§ Provided passage

####################

CA Says Its Founder Aided Fraud

By ALEX BERENSON
Published: April 14, 2007

Charles B. Wang, the founder and former chairman of Computer Associates, oversaw an accounting fraud lasting more than a decade at the software company, according to a scathing report released yesterday by the company’s board.

Mr. Wang, who owns the New York Islanders and is among the most politically influential people on Long Island, masterminded accounting gimmicks that led his company to report inflated sales and profits, the report states.

As a result of the fraud, the company has been forced to spend over $500 million on fines and internal investigations. It is still struggling to rebuild the trust of employees and shareholders, the report says.

In a statement, Mr. Wang said he sharply disagreed with the report’s conclusions and blamed Sanjay Kumar, his hand-picked successor, for the fraud.

Mr. Wang created a “culture of fear” at Computer Associates — now called CA — and deliberately put inexperienced executives in senior positions so that he would have more control, according to the report. He discouraged executives from meeting with each other and arbitrarily fired managers or employees who disagreed with him.

“Fraud pervaded the entire CA organization at every level, and was embedded in CA’s culture, as instilled by Mr. Wang, almost from the company’s inception,” the report said.

William E. McCracken and Renato Zambonini, directors of CA, wrote the 390-page report with the assistance of the law firm of Fried, Frank, Shriver, Harris & Jacobson. Mr. McCracken and Mr. Zambonini served as a “special litigation committee” to determine whether CA should try to recover money from Mr. Wang and other top executives and how it should deal with a shareholder lawsuit filed in 2005.

The report concludes that CA should try to force Mr. Wang to repay at least some of the compensation he received from the company. In 25 years running Computer Associates, Mr. Wang built a fortune estimated at about $1 billion, including a bonus in 1998 of $670 million that was issued shortly before its stock plunged 31 percent in a day.

####################

Pointing and labeling rows
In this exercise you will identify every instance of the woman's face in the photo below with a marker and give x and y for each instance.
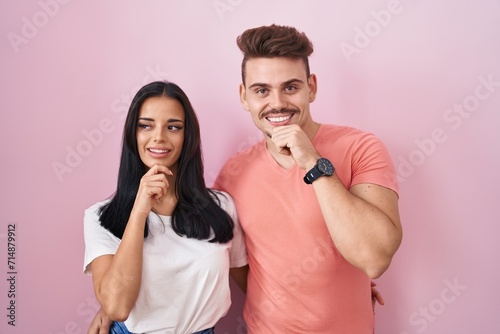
(160, 131)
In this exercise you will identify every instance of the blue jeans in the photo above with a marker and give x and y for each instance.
(120, 328)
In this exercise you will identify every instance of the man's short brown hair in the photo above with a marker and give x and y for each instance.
(274, 41)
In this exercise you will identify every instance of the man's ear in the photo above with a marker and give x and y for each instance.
(312, 82)
(243, 97)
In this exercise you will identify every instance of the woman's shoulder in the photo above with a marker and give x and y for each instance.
(94, 208)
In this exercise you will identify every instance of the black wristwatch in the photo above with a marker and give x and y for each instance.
(323, 167)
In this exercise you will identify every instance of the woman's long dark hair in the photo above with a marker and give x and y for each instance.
(197, 213)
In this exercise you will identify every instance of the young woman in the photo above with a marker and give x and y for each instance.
(161, 248)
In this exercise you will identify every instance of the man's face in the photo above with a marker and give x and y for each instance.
(277, 92)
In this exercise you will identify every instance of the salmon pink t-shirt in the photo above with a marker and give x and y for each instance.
(298, 281)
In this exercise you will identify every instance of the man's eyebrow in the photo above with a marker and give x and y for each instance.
(284, 84)
(291, 81)
(258, 84)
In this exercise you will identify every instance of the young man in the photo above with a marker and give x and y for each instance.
(318, 203)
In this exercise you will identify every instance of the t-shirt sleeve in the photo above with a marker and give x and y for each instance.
(238, 251)
(372, 163)
(98, 240)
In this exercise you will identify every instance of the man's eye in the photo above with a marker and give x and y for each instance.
(144, 126)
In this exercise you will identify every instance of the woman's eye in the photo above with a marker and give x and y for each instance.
(174, 128)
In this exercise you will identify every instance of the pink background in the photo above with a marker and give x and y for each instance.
(415, 73)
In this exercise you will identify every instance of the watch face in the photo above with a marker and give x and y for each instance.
(325, 166)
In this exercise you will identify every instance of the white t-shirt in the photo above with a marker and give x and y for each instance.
(185, 282)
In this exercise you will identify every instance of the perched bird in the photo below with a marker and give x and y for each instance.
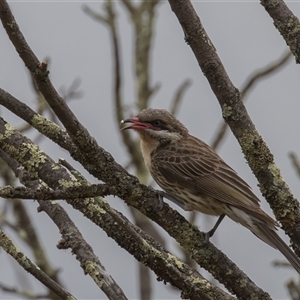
(195, 177)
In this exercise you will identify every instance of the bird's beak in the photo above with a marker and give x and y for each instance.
(135, 123)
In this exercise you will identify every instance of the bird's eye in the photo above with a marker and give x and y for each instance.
(157, 123)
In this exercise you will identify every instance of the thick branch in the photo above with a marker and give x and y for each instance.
(258, 155)
(286, 22)
(143, 247)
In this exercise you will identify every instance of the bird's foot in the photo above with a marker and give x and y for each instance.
(160, 203)
(210, 233)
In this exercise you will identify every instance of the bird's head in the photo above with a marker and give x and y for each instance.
(157, 124)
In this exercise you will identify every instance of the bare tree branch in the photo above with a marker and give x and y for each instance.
(257, 153)
(250, 82)
(8, 246)
(286, 23)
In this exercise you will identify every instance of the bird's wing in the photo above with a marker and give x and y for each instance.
(196, 167)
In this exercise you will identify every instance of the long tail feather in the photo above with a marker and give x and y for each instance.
(270, 236)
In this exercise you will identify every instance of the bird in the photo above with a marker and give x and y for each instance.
(196, 178)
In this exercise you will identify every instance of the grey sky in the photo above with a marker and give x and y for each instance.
(245, 39)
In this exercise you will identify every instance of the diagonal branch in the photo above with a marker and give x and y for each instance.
(8, 246)
(257, 153)
(40, 165)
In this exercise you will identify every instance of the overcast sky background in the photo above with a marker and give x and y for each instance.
(245, 39)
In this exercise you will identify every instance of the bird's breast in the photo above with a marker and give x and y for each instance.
(148, 145)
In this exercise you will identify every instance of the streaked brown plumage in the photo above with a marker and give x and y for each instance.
(195, 176)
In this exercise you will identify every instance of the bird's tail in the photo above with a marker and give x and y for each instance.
(270, 236)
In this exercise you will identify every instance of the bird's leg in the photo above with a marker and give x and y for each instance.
(210, 233)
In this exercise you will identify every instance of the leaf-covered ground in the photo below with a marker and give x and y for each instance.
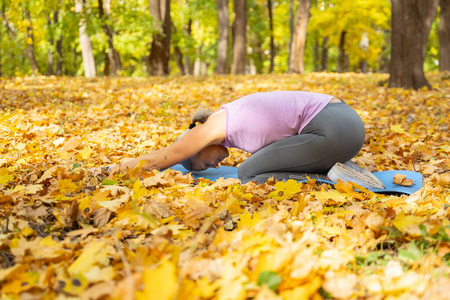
(65, 233)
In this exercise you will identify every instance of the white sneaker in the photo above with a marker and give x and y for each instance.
(350, 171)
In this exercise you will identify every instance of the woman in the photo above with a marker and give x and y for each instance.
(288, 132)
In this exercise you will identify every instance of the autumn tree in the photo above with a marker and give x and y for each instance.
(222, 43)
(296, 64)
(411, 23)
(115, 63)
(444, 35)
(272, 39)
(239, 37)
(26, 24)
(85, 42)
(158, 61)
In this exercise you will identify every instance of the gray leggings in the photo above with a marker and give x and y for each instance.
(335, 134)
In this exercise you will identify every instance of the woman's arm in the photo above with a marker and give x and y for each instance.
(210, 133)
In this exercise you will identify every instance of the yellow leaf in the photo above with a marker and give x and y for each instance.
(397, 128)
(160, 283)
(139, 191)
(285, 190)
(33, 189)
(330, 197)
(4, 176)
(88, 258)
(86, 153)
(303, 292)
(67, 186)
(408, 224)
(248, 221)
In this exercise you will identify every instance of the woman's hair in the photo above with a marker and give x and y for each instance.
(200, 116)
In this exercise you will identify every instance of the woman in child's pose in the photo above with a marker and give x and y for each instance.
(288, 132)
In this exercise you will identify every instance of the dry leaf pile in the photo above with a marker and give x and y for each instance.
(65, 233)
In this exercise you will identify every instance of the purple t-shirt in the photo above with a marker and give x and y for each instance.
(257, 120)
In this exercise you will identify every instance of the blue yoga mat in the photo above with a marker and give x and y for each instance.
(385, 176)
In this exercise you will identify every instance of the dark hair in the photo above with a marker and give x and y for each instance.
(200, 116)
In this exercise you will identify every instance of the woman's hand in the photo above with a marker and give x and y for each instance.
(109, 169)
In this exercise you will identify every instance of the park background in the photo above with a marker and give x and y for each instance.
(67, 106)
(205, 37)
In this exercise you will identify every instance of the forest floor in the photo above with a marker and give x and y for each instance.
(66, 233)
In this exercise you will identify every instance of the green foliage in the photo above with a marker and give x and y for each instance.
(195, 33)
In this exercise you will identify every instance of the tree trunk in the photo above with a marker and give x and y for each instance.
(178, 53)
(325, 54)
(291, 27)
(50, 53)
(411, 23)
(342, 59)
(158, 60)
(239, 37)
(59, 61)
(444, 36)
(30, 44)
(222, 45)
(115, 65)
(296, 64)
(272, 39)
(59, 49)
(86, 45)
(179, 59)
(316, 53)
(187, 60)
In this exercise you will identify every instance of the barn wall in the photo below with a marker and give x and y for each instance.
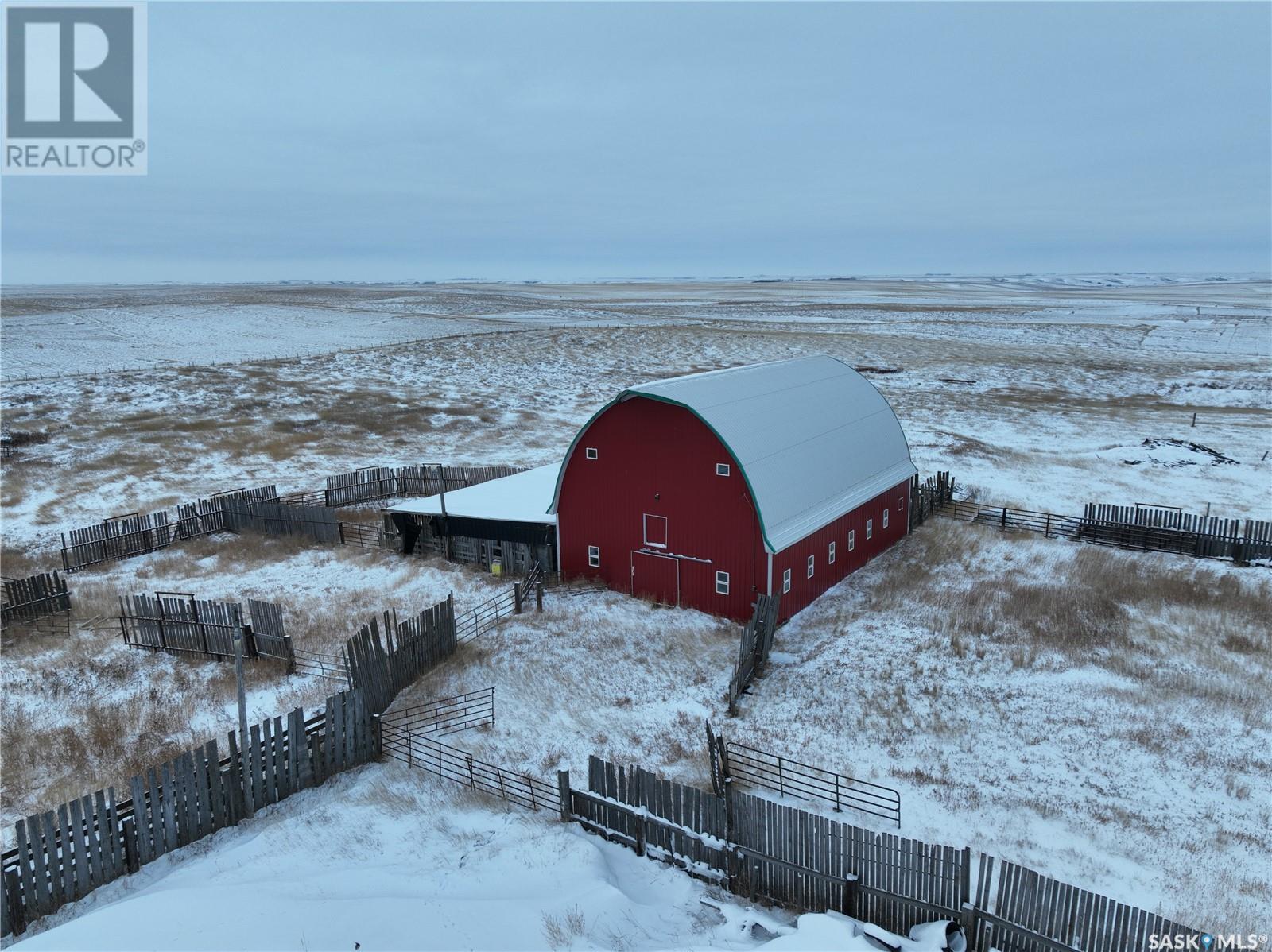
(646, 449)
(805, 590)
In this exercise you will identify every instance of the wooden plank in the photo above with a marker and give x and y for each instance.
(235, 807)
(80, 847)
(37, 890)
(169, 806)
(269, 784)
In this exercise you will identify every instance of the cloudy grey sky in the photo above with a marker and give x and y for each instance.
(429, 141)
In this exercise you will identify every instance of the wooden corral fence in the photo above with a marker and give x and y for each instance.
(750, 767)
(64, 854)
(366, 536)
(381, 669)
(411, 736)
(207, 517)
(424, 752)
(434, 479)
(261, 509)
(373, 483)
(178, 623)
(757, 640)
(929, 496)
(360, 486)
(1157, 529)
(118, 538)
(138, 534)
(480, 619)
(761, 849)
(445, 716)
(281, 519)
(41, 602)
(1135, 528)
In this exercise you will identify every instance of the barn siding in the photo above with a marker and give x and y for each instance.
(646, 447)
(805, 590)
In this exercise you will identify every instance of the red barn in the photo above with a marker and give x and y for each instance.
(705, 490)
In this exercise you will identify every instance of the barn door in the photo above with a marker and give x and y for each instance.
(657, 577)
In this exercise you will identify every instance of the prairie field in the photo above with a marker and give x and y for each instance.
(1096, 714)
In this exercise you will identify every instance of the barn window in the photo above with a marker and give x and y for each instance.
(655, 530)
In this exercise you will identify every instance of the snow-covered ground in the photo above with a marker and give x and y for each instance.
(1041, 397)
(388, 858)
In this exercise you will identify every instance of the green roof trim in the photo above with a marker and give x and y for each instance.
(754, 500)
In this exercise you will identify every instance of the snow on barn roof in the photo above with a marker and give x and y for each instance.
(812, 438)
(522, 497)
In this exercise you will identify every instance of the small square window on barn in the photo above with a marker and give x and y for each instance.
(655, 530)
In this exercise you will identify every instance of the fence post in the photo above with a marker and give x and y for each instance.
(566, 799)
(17, 919)
(131, 856)
(163, 642)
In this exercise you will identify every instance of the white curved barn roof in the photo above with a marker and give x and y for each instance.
(812, 438)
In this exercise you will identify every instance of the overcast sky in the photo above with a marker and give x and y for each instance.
(429, 141)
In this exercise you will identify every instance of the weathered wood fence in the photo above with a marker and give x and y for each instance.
(261, 509)
(64, 854)
(929, 496)
(61, 856)
(1136, 528)
(139, 534)
(757, 640)
(382, 668)
(1155, 529)
(178, 623)
(480, 619)
(41, 602)
(373, 483)
(281, 519)
(761, 849)
(739, 763)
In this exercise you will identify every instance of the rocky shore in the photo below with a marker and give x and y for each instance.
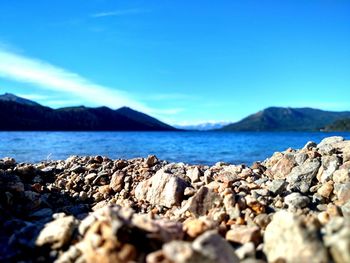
(292, 207)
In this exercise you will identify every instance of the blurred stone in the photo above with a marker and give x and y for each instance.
(57, 233)
(300, 179)
(287, 239)
(213, 247)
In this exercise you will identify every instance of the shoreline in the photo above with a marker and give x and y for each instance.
(294, 206)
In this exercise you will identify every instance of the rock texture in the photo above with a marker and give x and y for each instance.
(292, 207)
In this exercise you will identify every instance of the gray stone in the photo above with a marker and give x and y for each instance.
(300, 158)
(203, 201)
(244, 234)
(300, 179)
(288, 240)
(162, 189)
(342, 191)
(328, 145)
(57, 233)
(346, 210)
(277, 186)
(117, 181)
(309, 145)
(337, 238)
(329, 165)
(247, 250)
(181, 252)
(330, 141)
(194, 174)
(212, 246)
(42, 213)
(342, 175)
(296, 201)
(283, 166)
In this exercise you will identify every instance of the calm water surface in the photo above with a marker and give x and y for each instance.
(188, 147)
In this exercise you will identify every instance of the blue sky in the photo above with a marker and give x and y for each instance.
(181, 61)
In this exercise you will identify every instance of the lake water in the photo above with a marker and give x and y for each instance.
(188, 147)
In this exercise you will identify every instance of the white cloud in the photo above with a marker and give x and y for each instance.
(50, 77)
(31, 96)
(119, 13)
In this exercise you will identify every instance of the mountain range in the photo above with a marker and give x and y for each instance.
(288, 119)
(205, 126)
(21, 114)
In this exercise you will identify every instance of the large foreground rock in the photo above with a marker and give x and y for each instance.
(162, 189)
(288, 240)
(57, 233)
(300, 179)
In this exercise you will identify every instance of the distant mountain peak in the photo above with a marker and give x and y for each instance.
(21, 114)
(287, 119)
(14, 98)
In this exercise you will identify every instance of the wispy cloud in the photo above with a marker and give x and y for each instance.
(45, 75)
(31, 96)
(120, 12)
(49, 77)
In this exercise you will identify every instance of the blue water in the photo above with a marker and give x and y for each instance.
(187, 147)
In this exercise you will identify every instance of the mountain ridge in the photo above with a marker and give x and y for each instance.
(287, 119)
(24, 115)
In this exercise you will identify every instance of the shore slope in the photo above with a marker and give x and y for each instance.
(292, 207)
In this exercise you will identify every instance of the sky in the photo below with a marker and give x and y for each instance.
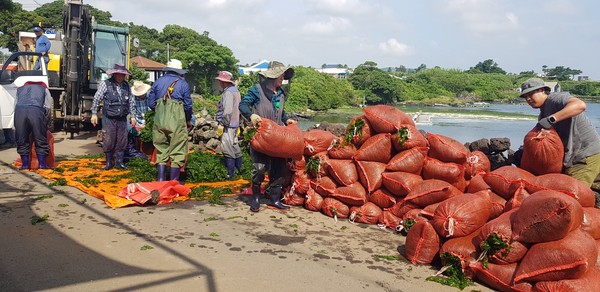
(519, 35)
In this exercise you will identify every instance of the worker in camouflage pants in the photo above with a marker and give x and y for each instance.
(171, 100)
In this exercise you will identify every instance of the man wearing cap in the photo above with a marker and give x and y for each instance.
(564, 113)
(228, 116)
(266, 100)
(118, 102)
(171, 99)
(42, 46)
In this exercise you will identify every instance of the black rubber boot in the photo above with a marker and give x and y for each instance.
(275, 198)
(174, 174)
(255, 200)
(42, 161)
(162, 172)
(24, 162)
(109, 163)
(119, 160)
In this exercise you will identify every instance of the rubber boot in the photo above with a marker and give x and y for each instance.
(119, 160)
(174, 174)
(162, 172)
(275, 198)
(238, 165)
(255, 200)
(230, 164)
(109, 163)
(42, 161)
(24, 162)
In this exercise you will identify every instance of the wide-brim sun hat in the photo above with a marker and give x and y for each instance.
(174, 65)
(532, 84)
(139, 88)
(225, 77)
(118, 69)
(276, 69)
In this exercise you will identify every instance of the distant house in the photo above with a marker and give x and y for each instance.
(153, 68)
(260, 66)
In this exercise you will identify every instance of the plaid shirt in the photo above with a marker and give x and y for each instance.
(141, 107)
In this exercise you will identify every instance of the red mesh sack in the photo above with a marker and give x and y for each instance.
(334, 208)
(588, 282)
(358, 131)
(567, 258)
(289, 140)
(324, 185)
(422, 243)
(476, 163)
(313, 201)
(543, 152)
(401, 207)
(377, 148)
(461, 215)
(498, 277)
(382, 198)
(446, 171)
(353, 195)
(410, 160)
(368, 213)
(505, 180)
(408, 137)
(591, 222)
(446, 149)
(386, 119)
(342, 151)
(496, 230)
(343, 171)
(390, 220)
(431, 191)
(564, 184)
(369, 174)
(316, 141)
(546, 216)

####################

§ The task
Quote the news article on the CA board's report about Charles B. Wang word for word, from its headline through its final sentence. The rows are not required for this work.

§ Task solution
CA Says Its Founder Aided Fraud

By ALEX BERENSON
Published: April 14, 2007

Charles B. Wang, the founder and former chairman of Computer Associates, oversaw an accounting fraud lasting more than a decade at the software company, according to a scathing report released yesterday by the company’s board.

Mr. Wang, who owns the New York Islanders and is among the most politically influential people on Long Island, masterminded accounting gimmicks that led his company to report inflated sales and profits, the report states.

As a result of the fraud, the company has been forced to spend over $500 million on fines and internal investigations. It is still struggling to rebuild the trust of employees and shareholders, the report says.

In a statement, Mr. Wang said he sharply disagreed with the report’s conclusions and blamed Sanjay Kumar, his hand-picked successor, for the fraud.

Mr. Wang created a “culture of fear” at Computer Associates — now called CA — and deliberately put inexperienced executives in senior positions so that he would have more control, according to the report. He discouraged executives from meeting with each other and arbitrarily fired managers or employees who disagreed with him.

“Fraud pervaded the entire CA organization at every level, and was embedded in CA’s culture, as instilled by Mr. Wang, almost from the company’s inception,” the report said.

William E. McCracken and Renato Zambonini, directors of CA, wrote the 390-page report with the assistance of the law firm of Fried, Frank, Shriver, Harris & Jacobson. Mr. McCracken and Mr. Zambonini served as a “special litigation committee” to determine whether CA should try to recover money from Mr. Wang and other top executives and how it should deal with a shareholder lawsuit filed in 2005.

The report concludes that CA should try to force Mr. Wang to repay at least some of the compensation he received from the company. In 25 years running Computer Associates, Mr. Wang built a fortune estimated at about $1 billion, including a bonus in 1998 of $670 million that was issued shortly before its stock plunged 31 percent in a day.